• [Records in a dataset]
— Begin —

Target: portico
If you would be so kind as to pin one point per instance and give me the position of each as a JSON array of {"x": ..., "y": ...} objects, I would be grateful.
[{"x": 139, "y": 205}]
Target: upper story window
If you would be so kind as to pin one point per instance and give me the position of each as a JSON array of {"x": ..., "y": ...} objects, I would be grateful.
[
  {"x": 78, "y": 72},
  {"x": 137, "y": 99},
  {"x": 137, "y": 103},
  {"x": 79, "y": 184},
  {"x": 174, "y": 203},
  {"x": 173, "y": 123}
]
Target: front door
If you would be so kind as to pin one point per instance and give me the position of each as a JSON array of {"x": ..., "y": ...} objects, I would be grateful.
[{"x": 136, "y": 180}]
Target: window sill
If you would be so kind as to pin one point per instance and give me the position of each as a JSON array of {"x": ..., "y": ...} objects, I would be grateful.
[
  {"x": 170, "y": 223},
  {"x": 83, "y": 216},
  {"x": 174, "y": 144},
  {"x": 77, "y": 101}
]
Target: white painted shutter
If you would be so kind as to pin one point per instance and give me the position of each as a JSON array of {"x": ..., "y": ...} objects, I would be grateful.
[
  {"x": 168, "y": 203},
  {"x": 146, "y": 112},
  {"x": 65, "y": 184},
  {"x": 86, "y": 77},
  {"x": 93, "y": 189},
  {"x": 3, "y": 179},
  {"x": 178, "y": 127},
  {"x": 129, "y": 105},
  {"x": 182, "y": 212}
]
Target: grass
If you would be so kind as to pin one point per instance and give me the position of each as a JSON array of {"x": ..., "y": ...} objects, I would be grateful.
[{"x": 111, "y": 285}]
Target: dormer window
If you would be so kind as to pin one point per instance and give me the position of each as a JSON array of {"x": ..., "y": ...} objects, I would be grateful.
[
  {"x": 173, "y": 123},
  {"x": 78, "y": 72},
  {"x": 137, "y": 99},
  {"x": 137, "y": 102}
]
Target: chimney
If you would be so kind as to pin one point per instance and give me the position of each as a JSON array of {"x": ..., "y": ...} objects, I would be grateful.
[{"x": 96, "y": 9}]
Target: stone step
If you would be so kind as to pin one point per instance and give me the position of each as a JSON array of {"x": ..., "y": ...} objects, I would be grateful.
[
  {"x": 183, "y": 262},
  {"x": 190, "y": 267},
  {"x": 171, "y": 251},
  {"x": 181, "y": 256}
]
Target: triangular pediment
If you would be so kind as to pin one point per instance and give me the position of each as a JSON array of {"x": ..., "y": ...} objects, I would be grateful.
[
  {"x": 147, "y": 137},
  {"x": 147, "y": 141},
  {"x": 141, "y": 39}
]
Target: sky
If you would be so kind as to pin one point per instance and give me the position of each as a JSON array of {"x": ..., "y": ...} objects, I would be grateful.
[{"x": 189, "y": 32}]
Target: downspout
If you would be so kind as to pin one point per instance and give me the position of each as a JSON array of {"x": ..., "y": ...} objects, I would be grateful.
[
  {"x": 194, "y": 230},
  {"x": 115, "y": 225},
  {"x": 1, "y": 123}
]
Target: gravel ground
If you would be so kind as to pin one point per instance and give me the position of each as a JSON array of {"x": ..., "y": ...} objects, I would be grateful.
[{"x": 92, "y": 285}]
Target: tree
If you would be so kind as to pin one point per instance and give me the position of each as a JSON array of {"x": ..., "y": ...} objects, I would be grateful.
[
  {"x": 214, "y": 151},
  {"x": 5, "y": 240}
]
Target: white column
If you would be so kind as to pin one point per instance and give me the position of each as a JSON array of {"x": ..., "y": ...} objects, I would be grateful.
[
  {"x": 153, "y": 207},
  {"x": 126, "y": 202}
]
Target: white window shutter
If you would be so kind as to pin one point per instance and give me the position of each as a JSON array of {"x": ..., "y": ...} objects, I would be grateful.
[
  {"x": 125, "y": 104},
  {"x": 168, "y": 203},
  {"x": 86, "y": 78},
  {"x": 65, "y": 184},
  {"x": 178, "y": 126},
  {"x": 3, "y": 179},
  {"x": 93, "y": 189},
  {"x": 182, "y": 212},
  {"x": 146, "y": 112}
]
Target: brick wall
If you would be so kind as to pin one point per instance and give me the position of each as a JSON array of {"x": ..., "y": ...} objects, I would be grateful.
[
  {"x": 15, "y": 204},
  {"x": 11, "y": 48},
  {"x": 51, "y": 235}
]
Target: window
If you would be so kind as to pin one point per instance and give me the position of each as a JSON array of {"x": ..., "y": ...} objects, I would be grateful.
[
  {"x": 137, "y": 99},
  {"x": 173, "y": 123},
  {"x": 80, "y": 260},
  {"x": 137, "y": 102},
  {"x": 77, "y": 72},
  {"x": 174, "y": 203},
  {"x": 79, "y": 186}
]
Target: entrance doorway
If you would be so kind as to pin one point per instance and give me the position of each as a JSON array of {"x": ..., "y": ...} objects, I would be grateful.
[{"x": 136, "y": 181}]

— End —

• [Request] Could you rewrite the data above, swapping every "Target" for "Object" and leaving everything else as it is?

• [Reply to the exercise]
Object: portico
If you would be so kind as to pin one point per instance and give me the position of each as a JSON array of {"x": ..., "y": ...} objects, I would be grateful.
[{"x": 139, "y": 205}]
Object: upper story window
If you would be so kind as to pin one point per instance and give me the position of each as a JSON array of {"x": ..., "y": ...} objects, I would be grateful.
[
  {"x": 78, "y": 72},
  {"x": 137, "y": 99},
  {"x": 137, "y": 103},
  {"x": 79, "y": 184},
  {"x": 174, "y": 203},
  {"x": 173, "y": 123}
]
Object: front door
If you would be so kind as to pin one point per instance and give me the position of each as a JSON array of {"x": ..., "y": ...} objects, I would be grateful.
[{"x": 136, "y": 180}]
Object: window sill
If you would be so kind as to pin one point per instance and give me the position of each as a JSON array of {"x": ..., "y": ...} objects, I would be grateful.
[
  {"x": 170, "y": 223},
  {"x": 83, "y": 216},
  {"x": 174, "y": 144},
  {"x": 77, "y": 101}
]
Object: white painted shutter
If you would be so kind as to pin one point per instance and give me the position of each as a JSON array of {"x": ..., "y": ...} objects, I would be grateful.
[
  {"x": 168, "y": 203},
  {"x": 146, "y": 112},
  {"x": 65, "y": 184},
  {"x": 86, "y": 77},
  {"x": 93, "y": 189},
  {"x": 3, "y": 179},
  {"x": 178, "y": 127},
  {"x": 129, "y": 105},
  {"x": 182, "y": 212}
]
Object: grass
If you would be so kind as to pin one point per instance and give me the position of each as a JSON array of {"x": ..., "y": ...} objects, I would be grateful.
[{"x": 111, "y": 285}]
Object: dormer window
If you would be so kind as to pin one point per instance and give me the position of each as a JSON array of {"x": ..., "y": ...} objects, I would be grateful.
[
  {"x": 173, "y": 123},
  {"x": 78, "y": 72},
  {"x": 137, "y": 99},
  {"x": 137, "y": 102}
]
Object: chimney
If you would be so kind as to pin one point per instance and give me the position of each as a JSON array of {"x": ..., "y": ...} objects, I would be grateful.
[{"x": 96, "y": 9}]
Object: stone step
If you would be so kind as to pin one point per instance and give me the position of each as a JSON array of {"x": ..., "y": ...} objects, I would be grateful.
[
  {"x": 183, "y": 262},
  {"x": 190, "y": 267},
  {"x": 171, "y": 251},
  {"x": 181, "y": 256}
]
Object: triangular pediment
If you would be so kind as to pin one point per instance and give me the position of each as a JSON array of {"x": ..., "y": ...} objects, I would be grateful.
[
  {"x": 147, "y": 137},
  {"x": 147, "y": 141},
  {"x": 141, "y": 39}
]
Object: sky
If you would be so kind as to pin one point per instance and give me the position of each as a JSON array of {"x": ..., "y": ...} objects, I would be grateful.
[{"x": 189, "y": 32}]
Object: downspout
If you would be so kind as to pin one point per instance and give me the position of each as a JSON array of {"x": ..., "y": ...} objects, I would be grateful.
[
  {"x": 194, "y": 230},
  {"x": 115, "y": 225},
  {"x": 1, "y": 123}
]
Object: gravel ground
If you would be so kind as to pin one point per instance and give me the position of each as a JSON array of {"x": ..., "y": ...} objects, I would be grateful.
[{"x": 92, "y": 285}]
Object: tree
If you would be so kind as to pin one point per instance and give me the position of each as a JSON array of {"x": ..., "y": ...} objects, I would be grateful.
[
  {"x": 214, "y": 151},
  {"x": 5, "y": 240}
]
Object: white column
If you would be so kind as to pin one point per instance and give me the position of each as a JSON array of {"x": ..., "y": ...} objects, I would be grateful.
[
  {"x": 153, "y": 207},
  {"x": 126, "y": 202}
]
Object: white window shutter
If you would be so kind as to pin one point per instance and give me the position of each as a JSON array of {"x": ..., "y": ...} objects, I would be grateful.
[
  {"x": 125, "y": 104},
  {"x": 168, "y": 203},
  {"x": 86, "y": 78},
  {"x": 65, "y": 184},
  {"x": 178, "y": 126},
  {"x": 3, "y": 179},
  {"x": 93, "y": 189},
  {"x": 182, "y": 212},
  {"x": 146, "y": 112}
]
Object: brick wall
If you would be so kind as to pin one point per instance and give me the position of each as a JSON array of {"x": ..., "y": ...} objects, I would be grateful.
[
  {"x": 15, "y": 204},
  {"x": 11, "y": 48},
  {"x": 51, "y": 235}
]
Object: window
If you would be so kind as to pin one point per instance and give me the position of each as a JSON array of {"x": ..., "y": ...} objects, I would be grateful.
[
  {"x": 137, "y": 99},
  {"x": 173, "y": 123},
  {"x": 80, "y": 260},
  {"x": 137, "y": 102},
  {"x": 77, "y": 72},
  {"x": 174, "y": 203},
  {"x": 79, "y": 186}
]
Object: entrance doorway
If you would be so kind as to pin one point per instance and give me the position of each as a JSON array of {"x": ..., "y": ...} objects, I would be grateful.
[{"x": 136, "y": 181}]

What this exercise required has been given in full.